• **任务要求**
[a] 请把原文中以“N,C,H,W = x.shape”开头的那段代码改写成简短的步骤列表,保留其主要内容。
[b] 请一字不差地誊录原文中以含有“继Batch Normalization,Layer Normalization后又整出了分组归一化(Group”的那几个词开头、以“eps = gn_param.get('eps',1e-5)”结尾的部分。

• **阅读原文**

--------------------------------

CS231n 2018 Group Normalization (分组归一化)

继Batch Normalization,Layer Normalization后又整出了分组归一化(Group Normalization

作业应该是2018年新出的,答案如下:

将Feature Channel分为G组,按组归一化

    def spatial_groupnorm_forward(x, gamma, beta, G, gn_param):

        out, cache = None, None
        eps = gn_param.get('eps',1e-5)
        ###########################################################################
        # TODO: Implement the forward pass for spatial group normalization.       #
        # This will be extremely similar to the layer norm implementation.        #
        # In particular, think about how you could transform the matrix so that   #
        # the bulk of the code is similar to both train-time batch normalization  #
        # and layer normalization!                                                # 
        ###########################################################################
        N,C,H,W = x.shape
        x_group = np.reshape(x, (N, G, C//G, H, W)) #按G将C分组
        mean = np.mean(x_group, axis=(2,3,4), keepdims=True) #均值
        var = np.var(x_group, axis=(2,3,4), keepdims=True) #方差
        x_groupnorm = (x_group-mean)/np.sqrt(var+eps) #归一化
        x_norm = np.reshape(x_groupnorm, (N,C,H,W)) #还原维度
        out = x_norm*gamma+beta #还原C
        cache = (G, x, x_norm, mean, var, beta, gamma, eps)

--------------------------------

• **数据展示**
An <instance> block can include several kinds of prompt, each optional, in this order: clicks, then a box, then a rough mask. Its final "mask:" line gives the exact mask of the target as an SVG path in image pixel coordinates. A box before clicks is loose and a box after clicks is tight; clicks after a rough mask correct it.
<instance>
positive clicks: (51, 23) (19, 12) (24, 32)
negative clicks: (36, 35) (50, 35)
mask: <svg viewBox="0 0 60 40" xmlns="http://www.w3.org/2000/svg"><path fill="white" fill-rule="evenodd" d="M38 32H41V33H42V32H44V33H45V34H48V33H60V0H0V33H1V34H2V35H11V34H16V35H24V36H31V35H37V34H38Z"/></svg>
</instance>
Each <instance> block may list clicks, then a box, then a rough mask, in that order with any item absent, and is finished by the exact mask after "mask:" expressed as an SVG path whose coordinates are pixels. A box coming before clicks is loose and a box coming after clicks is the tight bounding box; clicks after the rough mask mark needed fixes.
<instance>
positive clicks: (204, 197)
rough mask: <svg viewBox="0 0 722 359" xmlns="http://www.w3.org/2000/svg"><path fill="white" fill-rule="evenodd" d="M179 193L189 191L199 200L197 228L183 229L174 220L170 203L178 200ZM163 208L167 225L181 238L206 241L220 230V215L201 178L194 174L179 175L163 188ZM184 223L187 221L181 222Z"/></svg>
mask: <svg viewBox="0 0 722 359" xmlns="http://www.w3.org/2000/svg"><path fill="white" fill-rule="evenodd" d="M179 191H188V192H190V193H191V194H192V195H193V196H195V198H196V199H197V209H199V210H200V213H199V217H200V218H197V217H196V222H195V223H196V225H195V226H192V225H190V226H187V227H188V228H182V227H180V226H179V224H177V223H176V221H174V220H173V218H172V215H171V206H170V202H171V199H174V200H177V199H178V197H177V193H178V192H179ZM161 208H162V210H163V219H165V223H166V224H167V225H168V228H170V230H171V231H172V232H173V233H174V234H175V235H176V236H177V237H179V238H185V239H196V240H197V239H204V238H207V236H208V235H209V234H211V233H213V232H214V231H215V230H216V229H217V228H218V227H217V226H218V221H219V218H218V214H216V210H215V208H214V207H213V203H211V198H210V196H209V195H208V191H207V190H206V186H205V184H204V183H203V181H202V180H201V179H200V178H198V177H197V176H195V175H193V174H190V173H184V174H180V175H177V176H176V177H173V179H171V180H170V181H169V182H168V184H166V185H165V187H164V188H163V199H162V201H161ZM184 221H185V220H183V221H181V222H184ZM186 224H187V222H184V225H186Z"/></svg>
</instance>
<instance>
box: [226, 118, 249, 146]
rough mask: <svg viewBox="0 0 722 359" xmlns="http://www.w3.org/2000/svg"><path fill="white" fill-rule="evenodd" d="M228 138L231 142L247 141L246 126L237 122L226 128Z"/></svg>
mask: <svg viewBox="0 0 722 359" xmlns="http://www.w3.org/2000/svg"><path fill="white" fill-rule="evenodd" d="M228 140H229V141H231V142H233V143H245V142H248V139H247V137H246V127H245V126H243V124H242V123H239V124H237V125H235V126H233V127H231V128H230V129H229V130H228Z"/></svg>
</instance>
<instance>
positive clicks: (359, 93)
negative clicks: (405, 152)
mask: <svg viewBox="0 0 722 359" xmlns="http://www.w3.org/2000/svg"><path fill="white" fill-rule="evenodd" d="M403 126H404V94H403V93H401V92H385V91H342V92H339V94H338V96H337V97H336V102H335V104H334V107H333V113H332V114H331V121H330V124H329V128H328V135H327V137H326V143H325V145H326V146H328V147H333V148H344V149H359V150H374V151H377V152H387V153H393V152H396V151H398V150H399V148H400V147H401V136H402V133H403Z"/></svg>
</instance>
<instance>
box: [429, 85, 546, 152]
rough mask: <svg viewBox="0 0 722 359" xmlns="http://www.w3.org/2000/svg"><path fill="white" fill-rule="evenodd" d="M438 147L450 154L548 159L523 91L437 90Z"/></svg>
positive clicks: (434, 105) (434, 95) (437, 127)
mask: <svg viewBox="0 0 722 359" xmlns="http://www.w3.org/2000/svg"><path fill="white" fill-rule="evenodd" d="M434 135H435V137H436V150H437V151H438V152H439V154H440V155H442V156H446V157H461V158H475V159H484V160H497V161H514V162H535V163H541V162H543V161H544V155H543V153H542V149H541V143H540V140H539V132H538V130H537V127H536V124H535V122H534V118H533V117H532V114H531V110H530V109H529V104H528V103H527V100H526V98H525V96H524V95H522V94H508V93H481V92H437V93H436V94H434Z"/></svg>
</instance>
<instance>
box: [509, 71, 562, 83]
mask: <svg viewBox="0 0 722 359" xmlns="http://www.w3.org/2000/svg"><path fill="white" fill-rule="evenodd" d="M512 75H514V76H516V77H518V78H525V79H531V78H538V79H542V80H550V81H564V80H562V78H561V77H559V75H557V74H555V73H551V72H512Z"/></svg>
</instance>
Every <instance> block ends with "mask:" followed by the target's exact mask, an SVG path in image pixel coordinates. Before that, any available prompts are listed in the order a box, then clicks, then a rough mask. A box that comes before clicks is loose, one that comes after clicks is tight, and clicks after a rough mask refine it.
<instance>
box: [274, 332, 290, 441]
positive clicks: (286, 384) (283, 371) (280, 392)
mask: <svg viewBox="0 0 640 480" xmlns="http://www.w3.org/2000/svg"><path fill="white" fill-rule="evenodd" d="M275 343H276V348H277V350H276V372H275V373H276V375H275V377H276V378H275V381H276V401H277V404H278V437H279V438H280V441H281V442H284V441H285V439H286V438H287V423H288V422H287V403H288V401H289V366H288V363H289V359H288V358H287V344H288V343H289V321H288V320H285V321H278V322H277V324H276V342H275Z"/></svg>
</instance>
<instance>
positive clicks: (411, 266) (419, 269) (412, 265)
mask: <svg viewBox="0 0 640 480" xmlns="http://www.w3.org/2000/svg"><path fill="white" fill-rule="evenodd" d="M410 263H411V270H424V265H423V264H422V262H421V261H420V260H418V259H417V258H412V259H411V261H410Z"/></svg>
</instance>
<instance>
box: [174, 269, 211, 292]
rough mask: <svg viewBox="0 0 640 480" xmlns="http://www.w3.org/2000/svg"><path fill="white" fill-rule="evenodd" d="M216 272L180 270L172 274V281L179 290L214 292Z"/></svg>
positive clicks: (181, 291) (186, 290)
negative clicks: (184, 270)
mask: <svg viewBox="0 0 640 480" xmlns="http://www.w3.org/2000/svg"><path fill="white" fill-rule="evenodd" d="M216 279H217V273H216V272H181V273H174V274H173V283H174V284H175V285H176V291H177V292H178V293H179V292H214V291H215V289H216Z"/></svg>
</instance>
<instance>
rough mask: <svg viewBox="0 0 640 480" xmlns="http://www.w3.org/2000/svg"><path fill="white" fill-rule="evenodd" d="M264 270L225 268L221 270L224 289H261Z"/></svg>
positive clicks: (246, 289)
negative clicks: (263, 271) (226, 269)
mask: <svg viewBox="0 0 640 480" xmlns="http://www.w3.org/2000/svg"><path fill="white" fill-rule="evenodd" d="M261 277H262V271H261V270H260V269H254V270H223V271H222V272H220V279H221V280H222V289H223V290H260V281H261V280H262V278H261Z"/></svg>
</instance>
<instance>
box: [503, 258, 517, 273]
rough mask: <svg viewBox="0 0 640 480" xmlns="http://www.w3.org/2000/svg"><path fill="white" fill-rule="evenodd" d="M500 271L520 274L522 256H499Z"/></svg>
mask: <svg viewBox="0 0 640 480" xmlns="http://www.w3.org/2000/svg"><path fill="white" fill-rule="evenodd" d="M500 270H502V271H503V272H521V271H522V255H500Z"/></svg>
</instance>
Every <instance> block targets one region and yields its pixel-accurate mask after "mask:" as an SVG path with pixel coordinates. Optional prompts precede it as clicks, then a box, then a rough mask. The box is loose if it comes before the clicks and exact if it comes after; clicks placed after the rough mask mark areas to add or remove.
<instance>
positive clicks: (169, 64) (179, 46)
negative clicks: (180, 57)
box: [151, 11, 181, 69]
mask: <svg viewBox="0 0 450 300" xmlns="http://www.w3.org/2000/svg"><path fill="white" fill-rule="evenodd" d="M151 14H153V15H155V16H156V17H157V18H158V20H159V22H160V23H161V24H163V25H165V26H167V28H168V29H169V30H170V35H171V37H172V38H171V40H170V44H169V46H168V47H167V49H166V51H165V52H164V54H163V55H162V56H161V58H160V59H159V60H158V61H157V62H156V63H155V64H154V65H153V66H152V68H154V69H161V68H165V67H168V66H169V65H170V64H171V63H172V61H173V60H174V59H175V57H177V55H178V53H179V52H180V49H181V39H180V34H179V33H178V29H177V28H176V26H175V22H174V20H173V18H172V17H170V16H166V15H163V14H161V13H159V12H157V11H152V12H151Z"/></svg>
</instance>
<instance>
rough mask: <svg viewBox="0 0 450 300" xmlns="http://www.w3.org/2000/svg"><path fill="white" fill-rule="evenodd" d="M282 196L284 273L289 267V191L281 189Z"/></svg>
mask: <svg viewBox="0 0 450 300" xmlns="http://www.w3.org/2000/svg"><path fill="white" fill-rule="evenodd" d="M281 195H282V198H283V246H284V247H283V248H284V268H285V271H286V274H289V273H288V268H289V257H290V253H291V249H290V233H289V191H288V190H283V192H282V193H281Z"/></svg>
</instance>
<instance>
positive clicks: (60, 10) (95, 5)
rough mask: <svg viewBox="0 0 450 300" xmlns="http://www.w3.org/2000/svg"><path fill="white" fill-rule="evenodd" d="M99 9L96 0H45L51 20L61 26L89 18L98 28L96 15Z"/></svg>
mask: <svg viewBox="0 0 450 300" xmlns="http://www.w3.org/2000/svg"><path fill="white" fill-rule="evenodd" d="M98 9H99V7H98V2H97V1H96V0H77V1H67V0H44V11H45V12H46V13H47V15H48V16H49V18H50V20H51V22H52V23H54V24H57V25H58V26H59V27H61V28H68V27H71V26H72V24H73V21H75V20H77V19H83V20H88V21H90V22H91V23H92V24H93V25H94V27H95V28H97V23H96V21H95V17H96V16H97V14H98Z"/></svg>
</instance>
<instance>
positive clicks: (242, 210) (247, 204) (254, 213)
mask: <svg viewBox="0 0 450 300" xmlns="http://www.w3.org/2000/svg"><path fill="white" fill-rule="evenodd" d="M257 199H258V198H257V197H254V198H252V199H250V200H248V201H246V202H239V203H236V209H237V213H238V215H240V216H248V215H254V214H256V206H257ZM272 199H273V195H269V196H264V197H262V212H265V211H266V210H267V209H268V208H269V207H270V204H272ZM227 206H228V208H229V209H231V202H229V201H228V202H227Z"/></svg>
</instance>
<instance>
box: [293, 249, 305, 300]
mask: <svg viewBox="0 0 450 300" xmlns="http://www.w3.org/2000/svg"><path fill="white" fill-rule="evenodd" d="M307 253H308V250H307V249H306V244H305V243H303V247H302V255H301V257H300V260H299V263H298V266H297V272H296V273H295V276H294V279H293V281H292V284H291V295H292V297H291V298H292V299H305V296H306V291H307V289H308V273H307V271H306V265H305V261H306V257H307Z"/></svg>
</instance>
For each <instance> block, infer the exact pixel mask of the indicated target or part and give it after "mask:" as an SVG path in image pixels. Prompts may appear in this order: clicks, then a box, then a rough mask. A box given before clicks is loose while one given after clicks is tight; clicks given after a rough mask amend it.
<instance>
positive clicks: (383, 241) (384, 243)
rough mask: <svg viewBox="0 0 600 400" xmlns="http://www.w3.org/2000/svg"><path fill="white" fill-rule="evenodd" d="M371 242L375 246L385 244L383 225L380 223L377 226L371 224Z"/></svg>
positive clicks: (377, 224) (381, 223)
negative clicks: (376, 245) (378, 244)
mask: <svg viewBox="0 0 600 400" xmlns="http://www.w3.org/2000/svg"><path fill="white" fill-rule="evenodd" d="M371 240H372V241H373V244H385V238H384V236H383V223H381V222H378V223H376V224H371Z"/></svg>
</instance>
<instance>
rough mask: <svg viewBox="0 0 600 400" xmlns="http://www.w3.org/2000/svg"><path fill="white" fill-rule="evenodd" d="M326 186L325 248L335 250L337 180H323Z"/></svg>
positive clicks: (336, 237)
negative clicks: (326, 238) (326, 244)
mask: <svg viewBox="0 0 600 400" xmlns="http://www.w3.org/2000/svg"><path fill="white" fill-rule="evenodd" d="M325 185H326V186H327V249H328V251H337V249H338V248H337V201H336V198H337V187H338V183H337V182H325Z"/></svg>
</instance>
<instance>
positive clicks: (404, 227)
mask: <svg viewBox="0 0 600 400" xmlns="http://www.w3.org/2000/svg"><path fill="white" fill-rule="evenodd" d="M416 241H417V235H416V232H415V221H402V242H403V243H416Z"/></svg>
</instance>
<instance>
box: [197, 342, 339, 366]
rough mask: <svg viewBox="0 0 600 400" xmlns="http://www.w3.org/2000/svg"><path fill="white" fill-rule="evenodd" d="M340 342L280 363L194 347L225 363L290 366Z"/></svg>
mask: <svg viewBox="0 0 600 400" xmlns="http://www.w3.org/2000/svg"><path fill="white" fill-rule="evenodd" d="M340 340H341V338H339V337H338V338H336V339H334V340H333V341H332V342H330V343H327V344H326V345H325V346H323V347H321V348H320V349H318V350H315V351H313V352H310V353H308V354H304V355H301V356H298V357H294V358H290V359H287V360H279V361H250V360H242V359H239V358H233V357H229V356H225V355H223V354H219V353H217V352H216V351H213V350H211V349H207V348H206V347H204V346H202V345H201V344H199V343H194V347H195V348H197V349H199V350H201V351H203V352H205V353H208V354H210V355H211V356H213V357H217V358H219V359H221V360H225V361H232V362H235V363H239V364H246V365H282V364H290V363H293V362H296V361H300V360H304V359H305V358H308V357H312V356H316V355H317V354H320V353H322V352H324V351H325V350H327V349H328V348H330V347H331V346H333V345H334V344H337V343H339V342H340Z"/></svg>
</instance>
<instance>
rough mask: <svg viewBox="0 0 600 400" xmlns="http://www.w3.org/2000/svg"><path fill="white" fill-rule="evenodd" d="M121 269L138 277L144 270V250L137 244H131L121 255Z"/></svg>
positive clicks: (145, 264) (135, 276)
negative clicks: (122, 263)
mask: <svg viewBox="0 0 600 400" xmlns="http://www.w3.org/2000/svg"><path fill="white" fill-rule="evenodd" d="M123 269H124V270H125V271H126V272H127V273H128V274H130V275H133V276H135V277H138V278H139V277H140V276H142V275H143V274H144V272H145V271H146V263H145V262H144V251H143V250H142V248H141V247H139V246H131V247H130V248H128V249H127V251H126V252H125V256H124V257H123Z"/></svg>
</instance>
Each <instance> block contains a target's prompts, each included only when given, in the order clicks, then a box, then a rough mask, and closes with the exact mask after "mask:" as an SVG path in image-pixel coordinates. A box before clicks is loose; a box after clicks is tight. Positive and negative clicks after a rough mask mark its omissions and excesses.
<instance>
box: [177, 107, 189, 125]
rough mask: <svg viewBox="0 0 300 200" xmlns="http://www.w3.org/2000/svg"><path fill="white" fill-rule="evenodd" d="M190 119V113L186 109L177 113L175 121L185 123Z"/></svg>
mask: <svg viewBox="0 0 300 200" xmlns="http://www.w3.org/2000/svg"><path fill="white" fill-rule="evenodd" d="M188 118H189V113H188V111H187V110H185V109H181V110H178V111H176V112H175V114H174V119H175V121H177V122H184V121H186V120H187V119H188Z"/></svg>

--------------------------------

• **参考答案**
[a]
1. 从 x 的形状中取出 N、C、H、W。
2. 将 x 重塑为 (N, G, C//G, H, W),按 G 将 C 分组。
3. 在轴 (2,3,4) 上求各组的均值和方差。
4. 按 (x_group-mean)/np.sqrt(var+eps) 进行归一化。
5. 重塑回 (N,C,H,W),还原维度。
6. 计算 out = x_norm*gamma+beta。
7. 将 G、x、x_norm、mean、var、beta、gamma、eps 存入 cache。

[b]
继Batch Normalization,Layer Normalization后又整出了分组归一化(Group Normalization

作业应该是2018年新出的,答案如下:

将Feature Channel分为G组,按组归一化

    def spatial_groupnorm_forward(x, gamma, beta, G, gn_param):

        out, cache = None, None
        eps = gn_param.get('eps',1e-5)